| WHAT TO DO |
Could you give these entries again with "forest" swapped for "woodland" and everything else left as it is, omitting the pictures?

| THE INPUT |
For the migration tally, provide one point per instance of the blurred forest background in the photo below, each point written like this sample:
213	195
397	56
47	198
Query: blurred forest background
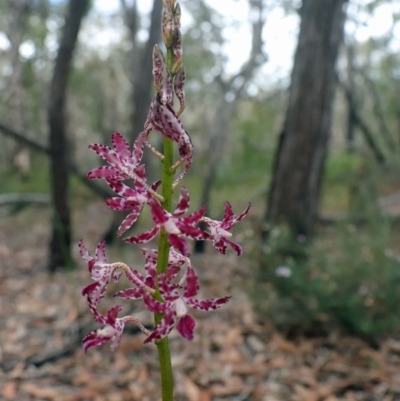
291	105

| THE OUTPUT |
For the migration tally, provide one point per instance of the blurred woodland background in the photo below, each point written like this sample:
213	195
397	56
47	198
Query: blurred woodland background
291	105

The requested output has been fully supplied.